### WHAT YOU WILL DO
Pick up the blog post below about the urge to write and continue it from its last sentence.

### PAGE EXCERPT

The urge to write has been clawing at me incessantly now for
well over a week, and I’m very much aware of my conscious efforts to suppress
it, contain it, keep it at bay until I can give it the space it needs. So much has happened over the last month – so
much I want to write about, that I can’t quite yet fathom out how to structure
my jumbled thoughts into a coherent piece of writing. But I guess that is what it is like for all
of us at some times in our life, uncontrollable thoughts mingling with
spontaneous emotions, suppressed and contained to a greater or lesser degree as
we tackle the daily task of living.
My preference is to write chronologically, as if in a
journal or a diary, but events of the last few days seem key in putting all
else in context. When I first started
with this blog, I made the decision not to censor myself, or categorise my
writing. It isn’t a “personal” blog;
neither is it a “professional” blog – it is just “my” blog. For many in my profession, this is a constant
dilemma. How much of our private, inner
selves do we bring into our professional role?

### INFORMATION SHOWN
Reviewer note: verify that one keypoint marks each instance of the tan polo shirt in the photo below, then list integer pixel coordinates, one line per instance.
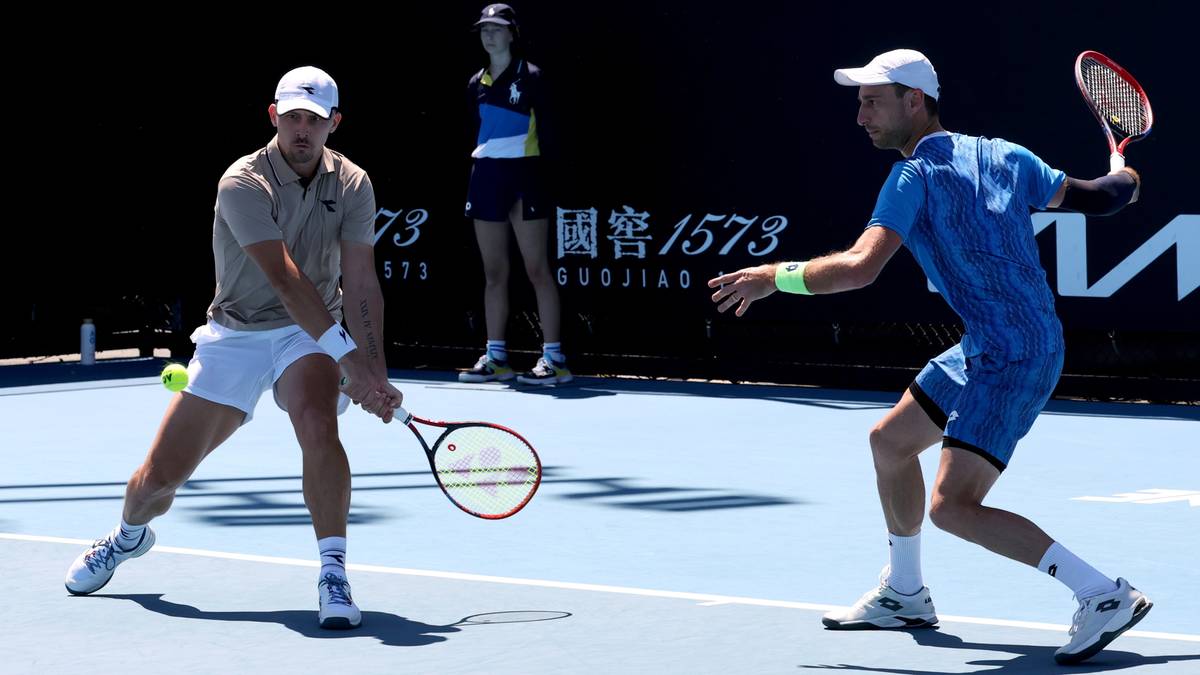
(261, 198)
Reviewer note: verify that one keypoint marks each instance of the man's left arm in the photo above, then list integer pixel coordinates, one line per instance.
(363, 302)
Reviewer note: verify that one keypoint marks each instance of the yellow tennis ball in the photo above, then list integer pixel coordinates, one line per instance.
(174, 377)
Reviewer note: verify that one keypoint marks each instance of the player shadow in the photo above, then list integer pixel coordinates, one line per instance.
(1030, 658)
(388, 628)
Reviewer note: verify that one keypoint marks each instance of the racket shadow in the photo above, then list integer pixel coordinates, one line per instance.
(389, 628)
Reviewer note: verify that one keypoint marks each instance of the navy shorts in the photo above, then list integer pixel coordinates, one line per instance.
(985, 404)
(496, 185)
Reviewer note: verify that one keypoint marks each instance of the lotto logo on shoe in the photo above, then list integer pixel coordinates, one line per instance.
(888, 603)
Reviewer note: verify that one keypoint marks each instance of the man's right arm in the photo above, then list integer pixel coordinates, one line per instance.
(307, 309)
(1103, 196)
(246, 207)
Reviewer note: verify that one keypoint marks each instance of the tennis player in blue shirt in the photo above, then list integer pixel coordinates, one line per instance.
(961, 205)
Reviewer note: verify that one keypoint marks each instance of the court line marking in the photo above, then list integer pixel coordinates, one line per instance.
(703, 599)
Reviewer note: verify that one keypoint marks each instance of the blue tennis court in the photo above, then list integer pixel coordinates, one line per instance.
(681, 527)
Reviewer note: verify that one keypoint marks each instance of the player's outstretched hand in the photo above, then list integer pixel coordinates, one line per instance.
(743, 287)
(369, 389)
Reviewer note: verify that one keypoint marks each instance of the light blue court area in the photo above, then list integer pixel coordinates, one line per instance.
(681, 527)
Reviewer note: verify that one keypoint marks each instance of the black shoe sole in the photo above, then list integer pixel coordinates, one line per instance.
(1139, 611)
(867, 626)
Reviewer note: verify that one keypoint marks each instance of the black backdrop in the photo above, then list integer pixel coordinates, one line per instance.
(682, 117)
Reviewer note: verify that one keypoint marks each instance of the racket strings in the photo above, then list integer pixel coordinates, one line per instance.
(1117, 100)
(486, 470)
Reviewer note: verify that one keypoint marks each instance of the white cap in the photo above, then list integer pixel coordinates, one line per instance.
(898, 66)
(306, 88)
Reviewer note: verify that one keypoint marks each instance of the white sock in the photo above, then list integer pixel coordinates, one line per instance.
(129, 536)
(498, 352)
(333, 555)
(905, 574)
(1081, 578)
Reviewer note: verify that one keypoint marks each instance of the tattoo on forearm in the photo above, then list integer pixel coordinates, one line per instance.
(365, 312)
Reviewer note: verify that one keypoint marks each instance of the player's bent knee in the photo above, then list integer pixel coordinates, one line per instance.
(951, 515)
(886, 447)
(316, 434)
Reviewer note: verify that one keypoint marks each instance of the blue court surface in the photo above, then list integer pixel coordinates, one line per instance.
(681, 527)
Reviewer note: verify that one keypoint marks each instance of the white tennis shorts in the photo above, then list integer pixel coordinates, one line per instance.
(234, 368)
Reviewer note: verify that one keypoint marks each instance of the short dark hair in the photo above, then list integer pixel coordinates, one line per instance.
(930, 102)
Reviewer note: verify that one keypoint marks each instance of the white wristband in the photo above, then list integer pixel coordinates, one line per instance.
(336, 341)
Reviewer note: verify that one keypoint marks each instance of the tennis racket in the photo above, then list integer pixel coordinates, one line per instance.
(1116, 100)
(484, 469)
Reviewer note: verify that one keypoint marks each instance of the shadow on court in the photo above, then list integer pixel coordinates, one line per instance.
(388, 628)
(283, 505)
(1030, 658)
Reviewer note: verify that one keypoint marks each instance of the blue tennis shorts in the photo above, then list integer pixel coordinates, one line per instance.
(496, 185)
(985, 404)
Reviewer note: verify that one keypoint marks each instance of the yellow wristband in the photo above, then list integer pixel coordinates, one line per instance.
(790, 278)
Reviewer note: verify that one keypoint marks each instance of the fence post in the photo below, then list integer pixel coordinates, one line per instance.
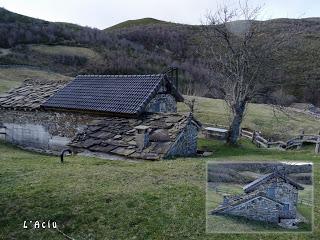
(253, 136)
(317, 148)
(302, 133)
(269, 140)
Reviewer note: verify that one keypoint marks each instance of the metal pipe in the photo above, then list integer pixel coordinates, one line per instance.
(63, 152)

...

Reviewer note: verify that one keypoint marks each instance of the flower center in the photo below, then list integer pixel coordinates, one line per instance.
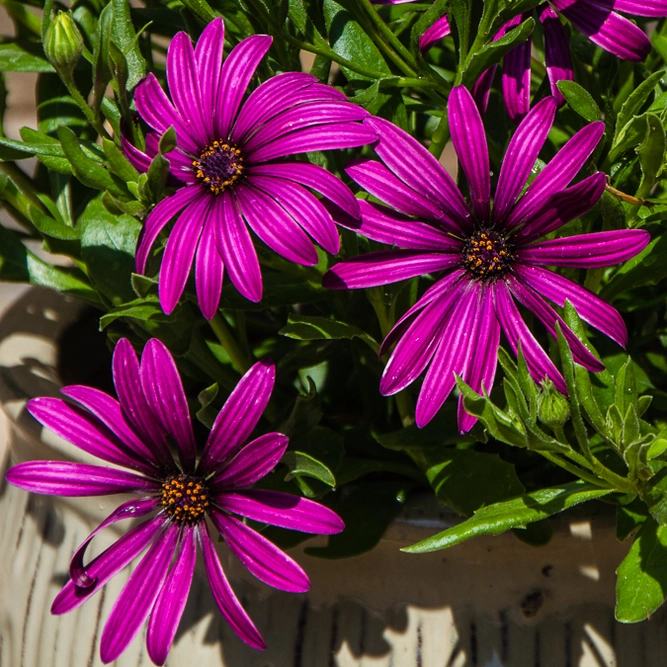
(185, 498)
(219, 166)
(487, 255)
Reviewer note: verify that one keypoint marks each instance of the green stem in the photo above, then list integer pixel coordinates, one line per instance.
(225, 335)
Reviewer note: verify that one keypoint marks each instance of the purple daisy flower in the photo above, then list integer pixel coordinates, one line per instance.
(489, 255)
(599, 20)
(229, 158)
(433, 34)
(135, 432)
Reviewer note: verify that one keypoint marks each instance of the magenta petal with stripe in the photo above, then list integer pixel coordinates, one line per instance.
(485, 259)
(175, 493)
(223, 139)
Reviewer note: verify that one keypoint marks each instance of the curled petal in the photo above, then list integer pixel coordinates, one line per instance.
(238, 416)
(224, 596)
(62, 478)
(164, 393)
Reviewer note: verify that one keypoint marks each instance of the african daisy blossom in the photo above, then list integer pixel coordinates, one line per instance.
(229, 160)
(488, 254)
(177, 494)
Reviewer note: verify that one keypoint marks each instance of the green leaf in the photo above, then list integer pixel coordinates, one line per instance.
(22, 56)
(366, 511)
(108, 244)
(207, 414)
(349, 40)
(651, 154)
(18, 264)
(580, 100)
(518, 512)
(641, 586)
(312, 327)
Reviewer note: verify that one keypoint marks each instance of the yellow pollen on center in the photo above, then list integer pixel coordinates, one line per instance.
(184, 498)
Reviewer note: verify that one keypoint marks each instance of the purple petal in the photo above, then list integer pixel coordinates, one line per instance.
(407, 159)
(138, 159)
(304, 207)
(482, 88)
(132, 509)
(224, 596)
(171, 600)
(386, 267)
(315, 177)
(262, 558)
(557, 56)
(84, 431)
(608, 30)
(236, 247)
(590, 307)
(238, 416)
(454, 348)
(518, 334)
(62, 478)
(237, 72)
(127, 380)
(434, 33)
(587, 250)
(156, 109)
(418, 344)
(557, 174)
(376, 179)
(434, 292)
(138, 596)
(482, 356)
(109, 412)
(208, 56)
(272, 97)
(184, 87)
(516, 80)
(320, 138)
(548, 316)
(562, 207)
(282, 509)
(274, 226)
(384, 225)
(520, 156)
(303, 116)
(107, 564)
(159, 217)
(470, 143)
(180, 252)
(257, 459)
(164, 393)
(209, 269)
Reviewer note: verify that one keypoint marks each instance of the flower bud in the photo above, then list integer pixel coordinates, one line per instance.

...

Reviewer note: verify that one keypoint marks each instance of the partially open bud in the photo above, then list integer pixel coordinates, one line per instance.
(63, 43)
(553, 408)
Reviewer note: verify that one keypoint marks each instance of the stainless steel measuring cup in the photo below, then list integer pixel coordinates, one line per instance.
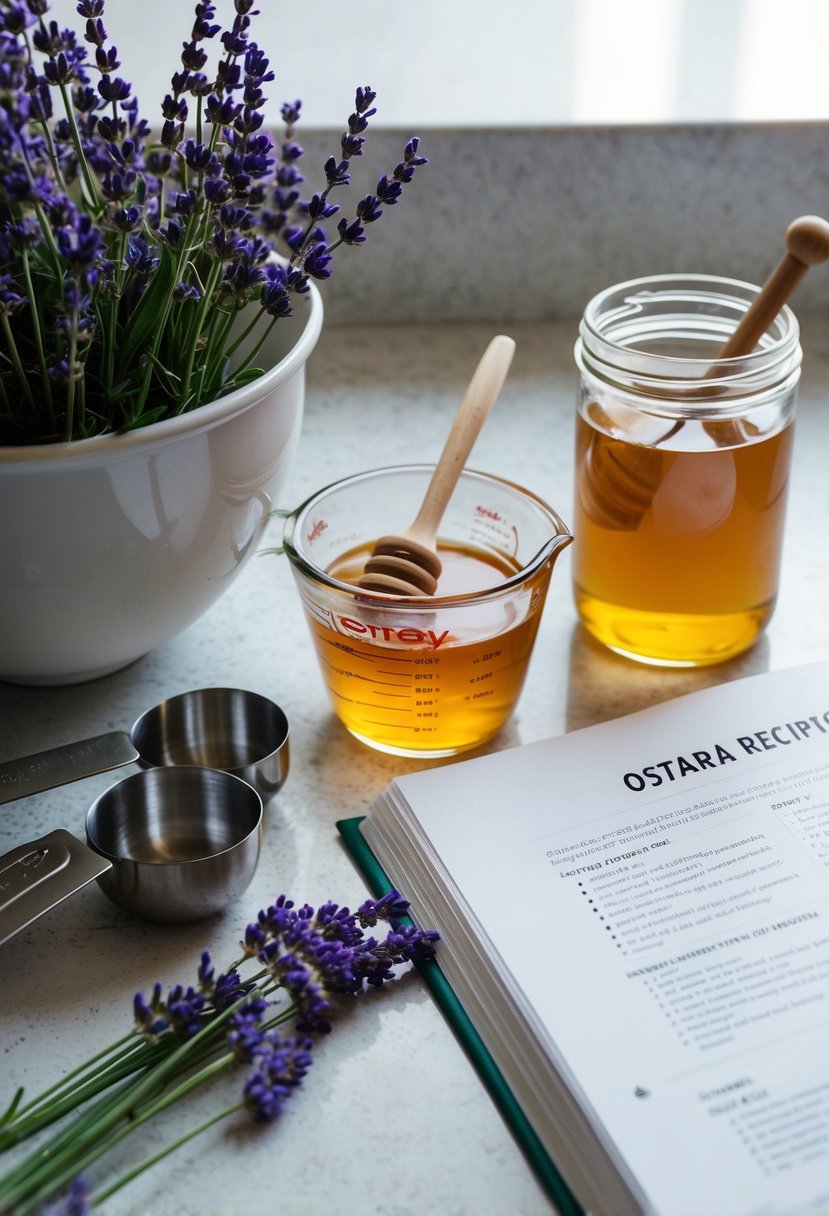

### RESULT OF THE TASK
I would argue that the mere fact that we are in that professional role,
is in large part due to our inner self.
But the consideration for Counselling Psychologists is often how much of
that inner self is revealed to our clients; as a researcher, how do we “bracket
off” our subjective experiences. This
duality (or complexity and multiplicity) of self, was very much brought home to
me this weekend.
On Saturday, I eagerly attended Dr Victoria Galbraith’s
Public Lecture at the British Psychological Society Division of Counselling
Psychology 2013 Conference. It was
entitled “The pride and identity of the Red Dragon (Y Ddraig Goch): Suit of
armour or double-edged sword?” As a
self-exiled Welsh woman, my prior anticipation was naturally heightened. I was not disappointed – yet the talk touched
me in ways I had not predicted. Yes, my
Welsh pride stirred and I shed a few tears as I viewed the Welsh National Rugby
team sing our rousing National Anthem.
Yes, my empathic response initiated more tears as Victoria spoke of the
tragedies of Welsh mining disasters and the heartbreak of Aberfan – so many
innocent lives lost. More tears too,
reminiscing, as my happy childhood unfolded before me – tales of Llywelyn and Gelert, Phil Bennet
and Eisteddfod. But the aspects which
deeply resonated with me were the affirmation of the Welsh “fire in my belly”,
my passion, and the human tendency to jump to conclusions: to judge a book by
its cover; to thin slice and pre-judge.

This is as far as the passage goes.